* Passage shown:
^^^^
Moving stuff: the recent rise of the animated adFriday December 11, 2020 Reading Time: 2 minutes
Forgive me for stating the obvious, but Covid has put the kibosh on quite a few things.
For many brands, it meant a swift U-turn – quickly dropping campaigns that were already in the can, for comms that were more in keeping and reflective of the crazy times we suddenly found ourselves in.
At the same time, the government’s insistence that we stay at home to save lives and the sheer need to get something out there quickly meant that lavishly produced, beautifully shot spots were suddenly out the window.
In their place came a flood of homespun, handmade ads – shot on phones in living rooms, kitchens, bedrooms; with hand-markered messages replacing slick motion graphics.
In short, the creatives had to quickly become even more creative.
Now we find ourselves a many months down the line and living with the restrictions the pandemic has enforced on every aspect of our lives. And while in adland, socially distanced shoots have become a thing (we know, having shot the new Hoover H-HANDY 700 ad in October), it seems that many brands have turned to animation to connect with their audiences.
For me, there are a few reasons for this. On a practical level, with no need for a physical shoot with huge numbers of cast and crew, minimising contact and maintaining social distancing isn’t an issue.
^^^^
* Entries supplied:
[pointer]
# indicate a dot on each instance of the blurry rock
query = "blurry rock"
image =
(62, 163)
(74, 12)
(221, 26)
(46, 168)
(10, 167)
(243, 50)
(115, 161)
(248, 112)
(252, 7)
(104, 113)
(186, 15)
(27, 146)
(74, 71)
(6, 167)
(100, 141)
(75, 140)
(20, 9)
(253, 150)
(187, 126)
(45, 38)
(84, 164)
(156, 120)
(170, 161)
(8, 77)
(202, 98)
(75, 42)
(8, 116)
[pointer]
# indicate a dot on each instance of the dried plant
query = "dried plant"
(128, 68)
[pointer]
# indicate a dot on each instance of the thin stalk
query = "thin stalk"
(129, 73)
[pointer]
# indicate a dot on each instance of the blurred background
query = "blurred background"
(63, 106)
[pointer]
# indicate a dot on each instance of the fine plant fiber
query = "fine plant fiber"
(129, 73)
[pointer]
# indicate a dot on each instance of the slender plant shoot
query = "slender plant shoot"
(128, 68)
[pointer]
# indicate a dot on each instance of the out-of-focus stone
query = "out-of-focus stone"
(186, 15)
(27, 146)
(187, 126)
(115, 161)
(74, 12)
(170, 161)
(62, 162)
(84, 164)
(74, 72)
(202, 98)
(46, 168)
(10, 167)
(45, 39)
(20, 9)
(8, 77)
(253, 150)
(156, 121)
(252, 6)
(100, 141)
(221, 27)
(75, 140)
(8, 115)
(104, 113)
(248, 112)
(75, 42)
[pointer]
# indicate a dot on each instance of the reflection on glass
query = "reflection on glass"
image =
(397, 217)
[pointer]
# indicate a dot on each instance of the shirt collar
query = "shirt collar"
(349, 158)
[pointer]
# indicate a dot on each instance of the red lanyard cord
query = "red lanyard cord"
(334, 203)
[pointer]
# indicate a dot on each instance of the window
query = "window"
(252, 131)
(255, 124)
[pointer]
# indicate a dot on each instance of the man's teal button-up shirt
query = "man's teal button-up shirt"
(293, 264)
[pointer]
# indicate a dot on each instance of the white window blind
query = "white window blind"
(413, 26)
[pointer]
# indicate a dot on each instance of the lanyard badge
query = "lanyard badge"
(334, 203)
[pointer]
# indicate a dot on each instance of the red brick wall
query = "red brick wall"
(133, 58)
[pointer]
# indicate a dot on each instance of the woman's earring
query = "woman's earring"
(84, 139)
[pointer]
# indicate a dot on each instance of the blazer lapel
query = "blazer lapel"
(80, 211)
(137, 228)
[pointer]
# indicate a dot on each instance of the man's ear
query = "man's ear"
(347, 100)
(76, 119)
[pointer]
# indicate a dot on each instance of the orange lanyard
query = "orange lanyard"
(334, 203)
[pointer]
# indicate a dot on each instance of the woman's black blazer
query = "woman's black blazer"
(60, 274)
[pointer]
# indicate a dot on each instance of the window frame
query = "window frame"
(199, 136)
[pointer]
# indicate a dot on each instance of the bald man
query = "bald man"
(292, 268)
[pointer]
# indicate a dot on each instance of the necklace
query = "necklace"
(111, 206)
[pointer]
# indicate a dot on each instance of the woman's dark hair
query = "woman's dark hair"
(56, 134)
^^^^
* Required action 1:
Answer these questions from the article on animated ads:
(a) Which ad did the writer's team shoot in October?
(b) Where were the homespun, handmade ads shot?
(c) What replaced slick motion graphics in those ads?
* Required action 2: From the article on animated ads, extract the passage between "At the same" and "with their audiences.", inclusive.
* Required action 3: Continue the article on the rise of animated ads from where it stops.
The rows have nothing to do with the text.

* Answer section 1:
(a) The new Hoover H-HANDY 700 ad.
(b) On phones in living rooms, kitchens and bedrooms.
(c) Hand-markered messages.

* Answer section 2:
At the same time, the government’s insistence that we stay at home to save lives and the sheer need to get something out there quickly meant that lavishly produced, beautifully shot spots were suddenly out the window.
In their place came a flood of homespun, handmade ads – shot on phones in living rooms, kitchens, bedrooms; with hand-markered messages replacing slick motion graphics.
In short, the creatives had to quickly become even more creative.
Now we find ourselves a many months down the line and living with the restrictions the pandemic has enforced on every aspect of our lives. And while in adland, socially distanced shoots have become a thing (we know, having shot the new Hoover H-HANDY 700 ad in October), it seems that many brands have turned to animation to connect with their audiences.

* Answer section 3:
Also, animation gives you the scope to express concepts that would be harder to get across with live action. This is certainly the case with Childline’s excellent ‘Nobody’s normal’ ad, where strands of spilling wool are used to represent the fears and feelings the protagonist is struggling to keep inside.
Christmas 2020 was always going to be a different one. So both John Lewis and McDonalds took a different approach in joining Aldi by producing an animated ad. While Aldi’s continued the whimsical tale of their popular anthropomorphised root vegetable Kevin, both Maccies and JL’s offerings were more emotive in tone and reflective of the nation’s collective mood.
And this is where I feel animation really comes into its own. The lightness, warmth and subtlety of animation can help to soften the delivery of darker, more difficult subject matter.
Its visual charm wins us over, making us feel somehow more comfortable and more willing to watch. Drawing us in; fixing and focusing our attention. Moving us and making sure the message lands successfully in our hearts and minds.